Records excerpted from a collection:
--------------------------------
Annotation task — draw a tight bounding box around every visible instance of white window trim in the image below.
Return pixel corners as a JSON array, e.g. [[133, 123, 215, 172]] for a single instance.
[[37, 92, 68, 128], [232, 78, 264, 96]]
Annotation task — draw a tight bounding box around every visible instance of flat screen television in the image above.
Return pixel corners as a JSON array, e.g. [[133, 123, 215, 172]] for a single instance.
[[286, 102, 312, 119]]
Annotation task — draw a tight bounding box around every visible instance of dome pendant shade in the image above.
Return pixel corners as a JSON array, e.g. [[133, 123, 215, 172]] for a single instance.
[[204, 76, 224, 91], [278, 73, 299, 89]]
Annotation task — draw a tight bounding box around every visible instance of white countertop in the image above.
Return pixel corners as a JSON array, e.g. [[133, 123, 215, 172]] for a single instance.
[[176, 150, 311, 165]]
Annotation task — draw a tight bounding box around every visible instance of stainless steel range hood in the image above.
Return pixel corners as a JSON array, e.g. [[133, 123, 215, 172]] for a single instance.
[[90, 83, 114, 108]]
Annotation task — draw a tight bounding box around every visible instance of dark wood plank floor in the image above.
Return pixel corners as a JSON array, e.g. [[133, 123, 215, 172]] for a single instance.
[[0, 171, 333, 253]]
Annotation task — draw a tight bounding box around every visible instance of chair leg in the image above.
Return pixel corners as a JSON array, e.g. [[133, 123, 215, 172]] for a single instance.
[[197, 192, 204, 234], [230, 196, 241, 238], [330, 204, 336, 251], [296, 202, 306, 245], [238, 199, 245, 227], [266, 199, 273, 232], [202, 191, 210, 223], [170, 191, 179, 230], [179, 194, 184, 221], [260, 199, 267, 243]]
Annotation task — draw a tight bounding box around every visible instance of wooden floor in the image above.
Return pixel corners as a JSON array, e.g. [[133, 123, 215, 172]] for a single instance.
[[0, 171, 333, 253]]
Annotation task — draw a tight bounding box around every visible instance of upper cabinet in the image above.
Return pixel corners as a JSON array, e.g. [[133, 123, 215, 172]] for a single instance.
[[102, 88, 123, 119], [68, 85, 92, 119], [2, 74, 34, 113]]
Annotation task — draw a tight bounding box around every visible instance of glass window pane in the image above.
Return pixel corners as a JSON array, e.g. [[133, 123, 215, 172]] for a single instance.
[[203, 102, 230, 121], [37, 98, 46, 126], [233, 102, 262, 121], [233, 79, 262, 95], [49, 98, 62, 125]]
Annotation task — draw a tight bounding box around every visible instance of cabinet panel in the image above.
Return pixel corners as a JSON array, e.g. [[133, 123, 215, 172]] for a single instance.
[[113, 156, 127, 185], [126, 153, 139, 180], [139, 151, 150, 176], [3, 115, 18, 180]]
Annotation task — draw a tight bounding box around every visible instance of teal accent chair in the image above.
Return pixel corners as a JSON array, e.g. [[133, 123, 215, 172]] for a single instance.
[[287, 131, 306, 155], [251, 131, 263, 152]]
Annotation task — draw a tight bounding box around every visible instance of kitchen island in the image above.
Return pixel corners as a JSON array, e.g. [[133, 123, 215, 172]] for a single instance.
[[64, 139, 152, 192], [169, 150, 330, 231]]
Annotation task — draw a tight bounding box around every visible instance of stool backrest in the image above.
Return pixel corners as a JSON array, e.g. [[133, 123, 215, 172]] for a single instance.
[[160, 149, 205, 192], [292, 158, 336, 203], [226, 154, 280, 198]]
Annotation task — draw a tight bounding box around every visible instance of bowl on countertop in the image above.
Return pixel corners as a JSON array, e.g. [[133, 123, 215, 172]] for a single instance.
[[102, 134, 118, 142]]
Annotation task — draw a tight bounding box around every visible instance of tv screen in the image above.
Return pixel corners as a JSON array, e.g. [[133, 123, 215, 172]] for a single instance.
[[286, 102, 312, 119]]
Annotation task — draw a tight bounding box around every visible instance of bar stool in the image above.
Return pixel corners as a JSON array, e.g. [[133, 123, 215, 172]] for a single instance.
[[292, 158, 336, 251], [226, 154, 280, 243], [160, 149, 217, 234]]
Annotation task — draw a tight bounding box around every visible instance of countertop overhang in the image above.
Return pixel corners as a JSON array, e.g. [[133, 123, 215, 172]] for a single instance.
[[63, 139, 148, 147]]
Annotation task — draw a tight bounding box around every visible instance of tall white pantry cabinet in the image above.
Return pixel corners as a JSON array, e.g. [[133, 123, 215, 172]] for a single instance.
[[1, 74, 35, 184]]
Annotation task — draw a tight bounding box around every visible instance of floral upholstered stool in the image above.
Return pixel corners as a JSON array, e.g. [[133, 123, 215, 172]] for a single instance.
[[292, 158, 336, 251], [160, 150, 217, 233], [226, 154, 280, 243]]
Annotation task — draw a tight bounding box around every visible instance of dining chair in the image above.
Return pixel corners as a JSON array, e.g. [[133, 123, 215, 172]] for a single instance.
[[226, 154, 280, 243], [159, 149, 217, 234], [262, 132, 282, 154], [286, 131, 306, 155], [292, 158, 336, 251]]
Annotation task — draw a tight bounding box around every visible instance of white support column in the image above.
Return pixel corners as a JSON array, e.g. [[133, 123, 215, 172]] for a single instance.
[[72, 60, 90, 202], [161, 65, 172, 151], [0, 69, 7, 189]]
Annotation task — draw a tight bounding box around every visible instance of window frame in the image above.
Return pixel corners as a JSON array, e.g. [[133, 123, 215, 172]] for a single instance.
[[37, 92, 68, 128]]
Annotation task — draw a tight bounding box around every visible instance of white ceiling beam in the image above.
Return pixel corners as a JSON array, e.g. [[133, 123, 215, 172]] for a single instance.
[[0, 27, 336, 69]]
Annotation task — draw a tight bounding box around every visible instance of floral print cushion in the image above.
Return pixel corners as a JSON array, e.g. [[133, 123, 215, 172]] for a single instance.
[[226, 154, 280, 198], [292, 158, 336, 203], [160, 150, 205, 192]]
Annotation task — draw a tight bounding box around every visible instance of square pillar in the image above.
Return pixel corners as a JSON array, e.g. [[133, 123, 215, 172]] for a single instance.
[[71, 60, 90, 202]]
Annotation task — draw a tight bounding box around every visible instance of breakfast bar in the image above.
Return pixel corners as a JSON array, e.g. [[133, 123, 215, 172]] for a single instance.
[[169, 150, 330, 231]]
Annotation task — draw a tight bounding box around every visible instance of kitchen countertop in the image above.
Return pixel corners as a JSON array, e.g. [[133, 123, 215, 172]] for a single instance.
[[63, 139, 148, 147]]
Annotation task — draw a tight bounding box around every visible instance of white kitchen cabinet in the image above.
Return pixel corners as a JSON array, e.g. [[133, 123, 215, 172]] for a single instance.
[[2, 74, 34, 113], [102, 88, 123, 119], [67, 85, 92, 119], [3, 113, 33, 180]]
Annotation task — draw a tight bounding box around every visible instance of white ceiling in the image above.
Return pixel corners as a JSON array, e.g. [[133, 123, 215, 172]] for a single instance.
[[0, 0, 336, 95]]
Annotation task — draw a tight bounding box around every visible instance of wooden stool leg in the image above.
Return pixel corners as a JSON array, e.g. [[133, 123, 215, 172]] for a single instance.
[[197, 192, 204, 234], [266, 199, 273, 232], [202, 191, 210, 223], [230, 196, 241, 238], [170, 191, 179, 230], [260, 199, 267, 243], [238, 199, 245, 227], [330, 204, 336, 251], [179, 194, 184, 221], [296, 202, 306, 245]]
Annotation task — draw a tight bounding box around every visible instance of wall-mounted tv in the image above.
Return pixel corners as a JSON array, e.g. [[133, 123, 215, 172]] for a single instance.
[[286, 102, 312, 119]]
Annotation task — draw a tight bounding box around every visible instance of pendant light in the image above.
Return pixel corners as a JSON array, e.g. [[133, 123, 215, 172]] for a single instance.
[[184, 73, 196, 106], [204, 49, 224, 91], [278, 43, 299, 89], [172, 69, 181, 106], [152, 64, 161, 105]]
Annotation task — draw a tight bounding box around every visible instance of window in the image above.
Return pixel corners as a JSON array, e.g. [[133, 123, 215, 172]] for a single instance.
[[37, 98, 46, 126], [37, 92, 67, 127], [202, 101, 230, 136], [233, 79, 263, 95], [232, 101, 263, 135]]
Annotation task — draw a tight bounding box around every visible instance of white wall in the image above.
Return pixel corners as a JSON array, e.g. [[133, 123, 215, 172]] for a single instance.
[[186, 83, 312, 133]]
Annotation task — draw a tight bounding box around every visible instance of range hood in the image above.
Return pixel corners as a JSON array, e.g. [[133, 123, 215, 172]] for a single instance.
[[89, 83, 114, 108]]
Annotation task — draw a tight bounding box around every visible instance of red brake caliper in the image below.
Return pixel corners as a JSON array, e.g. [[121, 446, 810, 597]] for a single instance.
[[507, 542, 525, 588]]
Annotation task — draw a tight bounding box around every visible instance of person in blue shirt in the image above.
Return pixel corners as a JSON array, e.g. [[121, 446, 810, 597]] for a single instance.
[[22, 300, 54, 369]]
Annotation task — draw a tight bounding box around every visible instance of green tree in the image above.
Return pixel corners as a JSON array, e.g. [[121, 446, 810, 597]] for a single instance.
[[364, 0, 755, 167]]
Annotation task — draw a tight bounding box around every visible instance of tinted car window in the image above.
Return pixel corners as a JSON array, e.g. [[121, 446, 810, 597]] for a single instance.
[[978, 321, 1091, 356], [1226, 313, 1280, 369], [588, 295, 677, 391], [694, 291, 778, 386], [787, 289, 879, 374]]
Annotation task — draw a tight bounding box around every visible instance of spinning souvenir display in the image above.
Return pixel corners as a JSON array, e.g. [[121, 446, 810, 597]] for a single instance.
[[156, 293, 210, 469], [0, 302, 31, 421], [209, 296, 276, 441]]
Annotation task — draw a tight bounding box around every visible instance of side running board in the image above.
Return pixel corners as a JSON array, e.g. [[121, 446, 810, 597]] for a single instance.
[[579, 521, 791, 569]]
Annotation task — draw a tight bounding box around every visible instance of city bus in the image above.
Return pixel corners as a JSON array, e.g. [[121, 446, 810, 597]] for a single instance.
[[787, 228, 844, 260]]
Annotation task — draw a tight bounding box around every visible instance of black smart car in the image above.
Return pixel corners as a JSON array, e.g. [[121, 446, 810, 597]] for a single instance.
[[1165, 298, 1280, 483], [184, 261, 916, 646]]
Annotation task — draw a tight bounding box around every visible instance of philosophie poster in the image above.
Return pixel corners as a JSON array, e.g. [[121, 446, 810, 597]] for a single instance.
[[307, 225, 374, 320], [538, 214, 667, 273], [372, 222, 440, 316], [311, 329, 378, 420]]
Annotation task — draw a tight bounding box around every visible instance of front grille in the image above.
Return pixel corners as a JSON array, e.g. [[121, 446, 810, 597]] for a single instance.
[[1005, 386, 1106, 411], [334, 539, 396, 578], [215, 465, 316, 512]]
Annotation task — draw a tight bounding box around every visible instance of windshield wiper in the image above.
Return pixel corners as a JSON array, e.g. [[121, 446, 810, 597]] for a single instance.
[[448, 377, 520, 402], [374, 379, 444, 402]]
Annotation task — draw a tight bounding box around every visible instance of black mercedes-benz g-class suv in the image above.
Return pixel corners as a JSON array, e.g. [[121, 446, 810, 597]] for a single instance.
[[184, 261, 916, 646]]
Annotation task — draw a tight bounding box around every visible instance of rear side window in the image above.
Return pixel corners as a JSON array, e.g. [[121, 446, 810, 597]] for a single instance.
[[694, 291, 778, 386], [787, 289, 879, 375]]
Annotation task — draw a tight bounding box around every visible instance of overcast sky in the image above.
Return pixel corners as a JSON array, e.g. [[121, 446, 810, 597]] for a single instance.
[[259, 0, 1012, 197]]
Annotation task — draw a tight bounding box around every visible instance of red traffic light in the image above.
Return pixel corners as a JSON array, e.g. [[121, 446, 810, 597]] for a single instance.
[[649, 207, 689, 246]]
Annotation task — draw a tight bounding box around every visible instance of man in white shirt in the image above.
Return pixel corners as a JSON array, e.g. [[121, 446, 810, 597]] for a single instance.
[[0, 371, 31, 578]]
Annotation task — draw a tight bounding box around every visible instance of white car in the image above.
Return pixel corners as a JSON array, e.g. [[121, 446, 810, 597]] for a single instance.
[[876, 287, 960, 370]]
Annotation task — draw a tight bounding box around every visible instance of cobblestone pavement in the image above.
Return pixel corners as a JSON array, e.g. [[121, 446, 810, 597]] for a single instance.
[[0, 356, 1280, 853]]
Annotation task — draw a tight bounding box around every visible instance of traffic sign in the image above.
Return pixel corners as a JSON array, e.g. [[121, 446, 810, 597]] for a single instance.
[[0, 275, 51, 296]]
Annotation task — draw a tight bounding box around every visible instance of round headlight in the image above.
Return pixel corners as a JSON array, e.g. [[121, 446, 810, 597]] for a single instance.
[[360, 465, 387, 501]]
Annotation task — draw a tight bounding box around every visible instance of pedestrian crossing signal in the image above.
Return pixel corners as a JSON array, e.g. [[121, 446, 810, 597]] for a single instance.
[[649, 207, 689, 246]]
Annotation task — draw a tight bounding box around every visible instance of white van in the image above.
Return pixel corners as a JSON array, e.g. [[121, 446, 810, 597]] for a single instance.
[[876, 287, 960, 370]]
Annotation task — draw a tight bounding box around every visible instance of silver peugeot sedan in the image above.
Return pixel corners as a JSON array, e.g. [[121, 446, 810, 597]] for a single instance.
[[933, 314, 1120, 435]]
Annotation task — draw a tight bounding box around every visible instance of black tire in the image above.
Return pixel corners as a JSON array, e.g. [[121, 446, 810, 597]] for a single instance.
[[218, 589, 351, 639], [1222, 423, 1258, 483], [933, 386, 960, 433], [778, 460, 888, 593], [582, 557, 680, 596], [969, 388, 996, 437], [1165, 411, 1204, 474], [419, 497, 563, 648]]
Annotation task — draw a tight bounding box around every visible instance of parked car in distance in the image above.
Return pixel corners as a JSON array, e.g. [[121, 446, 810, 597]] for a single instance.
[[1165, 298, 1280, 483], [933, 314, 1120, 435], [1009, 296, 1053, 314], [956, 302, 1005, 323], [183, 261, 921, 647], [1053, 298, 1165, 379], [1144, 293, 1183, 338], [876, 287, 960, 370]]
--------------------------------
▸ **What is asked**: Take the lines starting at the one containing "steel range hood in the image above." and ending at the one containing "74, 34, 113]]". Change "chair leg" to "stool leg", keep everything else the same, and give back only those lines.

▸ **Task output**:
Annotation task — draw a tight bounding box around every visible instance of stainless steel range hood in the image above.
Return pixel corners as a JSON array, e.g. [[133, 123, 215, 172]] for a single instance.
[[90, 83, 114, 108]]
Annotation task — draw a tight bounding box around every visible instance of dark wood plank floor in the image above.
Return pixel corners as a JSON array, e.g. [[133, 123, 215, 172]] for a single instance.
[[0, 171, 333, 253]]
Annotation task — draw a tight bounding box around every visible instance of stool leg in the image above.
Return pixel corners as a JSON array, e.g. [[133, 123, 215, 172]] for a single instance.
[[197, 192, 204, 234], [230, 196, 241, 238], [330, 204, 336, 251], [296, 202, 306, 245], [238, 199, 245, 227], [266, 199, 273, 232], [202, 191, 210, 223], [170, 191, 179, 230], [179, 194, 184, 221], [260, 199, 267, 243]]
Annotation task — draw a tight bounding box around every visible instance of wooden floor in the image above.
Return pixel corners as a JSON array, e.g. [[133, 123, 215, 172]] for a single instance.
[[0, 171, 333, 253]]
Annotation task — draw a tight bounding box around every visible instance of upper cabinet in the image above.
Return pixel corners as a JSON array, e.g. [[133, 123, 215, 172]] for a single instance.
[[102, 88, 123, 119], [68, 85, 92, 119], [2, 74, 34, 113]]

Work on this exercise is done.